> **Source text**
Bloating: In a double-blind, randomized, placebo-controlled trial (RCT), L. acidophilus NCFM® and Bifidobacterium animalis subspecies lactis Bi-07® (B. lactis Bi-07) reduced bloating symptoms by 15% in patients with functional bowel disorders (FBD).8


Pain post-colonoscopy:

In a RCT of 320 patients, 12.5 billion colony forming units (CFU) L. acidophilus NCFM and 12.5 billion CFU B. lactis Bi-07 per day for two weeks reduced pain time 28% (19 hours) for patients following colonoscopy, a significant change (p<.033).9


Constipation: In a RCT of 100 adults, a 30-50% reduction in whole gut transit time was achieved with 1.8 and 17.2 billion CFU Bifidobacterium animalis subspecies lactis HN019 (B. lactis HN019) as shown in the graph below. Consumption of B. lactis HN019 led to a reduction in constipation, irregularity, and flatulence about two times greater than the placebo.10


Flatulence:

When B. lactis HN019 was added to L. acidophilus NCFM, B. lactis Bi-07, Bifidobacterium animalis subspecies lactis Bl-04 (B. lactis Bi-04), and Lactobacillus paracasei Lpc-37 (L. paracasei Lpc-37) (the four-strain combination was cited by the World Gastroenterology Oraganisation’s Global 2017 guidelines for antibiotic-associated diarrhea7 ), the five-strain combination showed a statistically significant reduction in flatulence. In addition, less digestive discomfort was observed. The treatment included consumption of the combination for two weeks for a total of 156 constipated people in the RCT.11

Combining benefits: a novel, multi-strain formula

When combining multiple strains of probiotics for health benefits, even though each strain has a demonstrated health benefit and has been safely consumed, the combination may behave differently. The eight strains in these studies were combined together into a unique and novel combination. An IRB-approved clinical study on the combination resulted in no serious adverse events and no withdrawal of participants.

> **Provided material**
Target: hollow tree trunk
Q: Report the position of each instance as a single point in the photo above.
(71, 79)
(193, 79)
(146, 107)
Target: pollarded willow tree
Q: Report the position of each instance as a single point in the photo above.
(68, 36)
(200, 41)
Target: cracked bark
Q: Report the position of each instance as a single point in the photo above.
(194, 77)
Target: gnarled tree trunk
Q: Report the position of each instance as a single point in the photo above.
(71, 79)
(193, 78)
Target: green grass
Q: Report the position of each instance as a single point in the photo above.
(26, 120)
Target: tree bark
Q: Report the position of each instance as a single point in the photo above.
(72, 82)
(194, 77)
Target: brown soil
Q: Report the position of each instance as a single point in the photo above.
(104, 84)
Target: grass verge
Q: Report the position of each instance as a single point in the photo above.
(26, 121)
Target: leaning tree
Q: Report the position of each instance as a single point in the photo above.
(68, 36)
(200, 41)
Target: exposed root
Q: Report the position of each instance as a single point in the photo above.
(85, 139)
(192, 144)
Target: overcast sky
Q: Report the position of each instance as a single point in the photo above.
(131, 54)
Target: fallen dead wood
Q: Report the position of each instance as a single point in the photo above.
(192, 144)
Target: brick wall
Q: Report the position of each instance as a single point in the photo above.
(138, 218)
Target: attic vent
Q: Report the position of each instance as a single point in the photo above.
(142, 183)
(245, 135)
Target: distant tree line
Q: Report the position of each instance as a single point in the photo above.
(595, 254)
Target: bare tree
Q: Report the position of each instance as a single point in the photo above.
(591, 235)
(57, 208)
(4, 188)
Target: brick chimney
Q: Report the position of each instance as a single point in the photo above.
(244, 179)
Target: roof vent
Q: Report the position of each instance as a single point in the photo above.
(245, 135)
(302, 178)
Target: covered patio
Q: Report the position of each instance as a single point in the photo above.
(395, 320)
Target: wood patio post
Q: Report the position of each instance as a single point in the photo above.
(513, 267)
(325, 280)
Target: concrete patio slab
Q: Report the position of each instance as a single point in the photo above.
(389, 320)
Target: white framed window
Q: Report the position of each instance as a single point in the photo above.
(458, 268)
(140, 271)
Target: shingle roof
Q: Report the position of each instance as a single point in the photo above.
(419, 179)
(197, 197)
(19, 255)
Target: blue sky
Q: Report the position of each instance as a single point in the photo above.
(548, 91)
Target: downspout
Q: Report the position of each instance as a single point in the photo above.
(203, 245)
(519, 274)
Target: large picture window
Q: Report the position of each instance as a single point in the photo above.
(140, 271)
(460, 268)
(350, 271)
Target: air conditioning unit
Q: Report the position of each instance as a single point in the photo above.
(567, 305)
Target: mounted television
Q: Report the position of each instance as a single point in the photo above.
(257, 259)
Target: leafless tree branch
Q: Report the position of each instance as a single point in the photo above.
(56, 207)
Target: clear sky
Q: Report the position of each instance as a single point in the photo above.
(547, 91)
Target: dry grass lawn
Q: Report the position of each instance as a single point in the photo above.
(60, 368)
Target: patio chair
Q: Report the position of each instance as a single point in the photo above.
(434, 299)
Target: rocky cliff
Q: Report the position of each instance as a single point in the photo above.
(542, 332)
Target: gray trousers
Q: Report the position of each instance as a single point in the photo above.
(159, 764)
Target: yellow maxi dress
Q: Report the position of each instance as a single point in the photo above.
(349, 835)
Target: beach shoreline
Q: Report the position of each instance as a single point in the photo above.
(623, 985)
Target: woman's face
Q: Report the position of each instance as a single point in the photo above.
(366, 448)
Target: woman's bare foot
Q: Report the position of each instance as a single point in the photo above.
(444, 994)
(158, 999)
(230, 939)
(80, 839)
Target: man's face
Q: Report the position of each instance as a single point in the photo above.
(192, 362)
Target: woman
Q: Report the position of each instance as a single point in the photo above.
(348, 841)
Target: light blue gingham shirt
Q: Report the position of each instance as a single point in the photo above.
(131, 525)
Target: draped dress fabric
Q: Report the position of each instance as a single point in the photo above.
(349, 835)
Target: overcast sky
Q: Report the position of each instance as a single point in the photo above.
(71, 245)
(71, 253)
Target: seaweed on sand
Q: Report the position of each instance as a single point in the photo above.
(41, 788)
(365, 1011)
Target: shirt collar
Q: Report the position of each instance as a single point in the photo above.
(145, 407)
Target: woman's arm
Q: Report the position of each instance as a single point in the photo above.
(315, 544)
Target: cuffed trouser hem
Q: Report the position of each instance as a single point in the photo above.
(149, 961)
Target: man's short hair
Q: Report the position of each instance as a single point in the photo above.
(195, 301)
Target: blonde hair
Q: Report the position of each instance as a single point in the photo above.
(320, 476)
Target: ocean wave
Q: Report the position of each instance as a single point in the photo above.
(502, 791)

> **Tasks for this exercise**
a – Answer these questions from the probiotics text:
(i) How many patients took part in the trial on pain after colonoscopy?
(ii) By what percentage did L. acidophilus NCFM and B. lactis Bi-07 reduce bloating symptoms?
(iii) How many constipated people took part in the trial of the five-strain combination?
b – In the probiotics text, starting with "Combining benefits: a" and going on through "withdrawal of participants.", change "participants" to "subjects".
c – Go on with the text on probiotics and digestive symptoms from the point where it stops.
The records have no connection to the probiotics text.

> **Answers for this exercise**
a –
(i) 320
(ii) 15%
(iii) 156

b –
Combining benefits: a novel, multi-strain formula

When combining multiple strains of probiotics for health benefits, even though each strain has a demonstrated health benefit and has been safely consumed, the combination may behave differently. The eight strains in these studies were combined together into a unique and novel combination. An IRB-approved clinical study on the combination resulted in no serious adverse events and no withdrawal of subjects.

c –
Stool testing showed that Lactobacillus species increased significantly and Bifidobacterium species also increased, but the change was not statistically significant. Unexpectedly, once-daily consumption over 10 days resulted in higher levels of Faecalibacterium prausnitzii (F. prausnitzii) and Akkermansia muciniphila. These findings were statistically significant, suggesting that the novel multi-strain combination impacts gut microbial composition.27

The possible mechanism may be that acetate produced by the lactobacilli28 and bifidobacteria29 may encourage the growth of Faecalibacterium prausnitzii. F. prausnitzii produces butyrate as a metabolite, which supports the growth of intestinal goblet cells, which produce mucin, a food source for Akkermansia muciniphila.30 These two cohabitants of the intestinal mucosa are lower in many disease conditions of the intestine associated with metabolism and inflammation.31, 32 Additional research on this novel multi-strain combination is warranted to evaluate published benefits on the strains as well as how these strains work together to provide additional benefits.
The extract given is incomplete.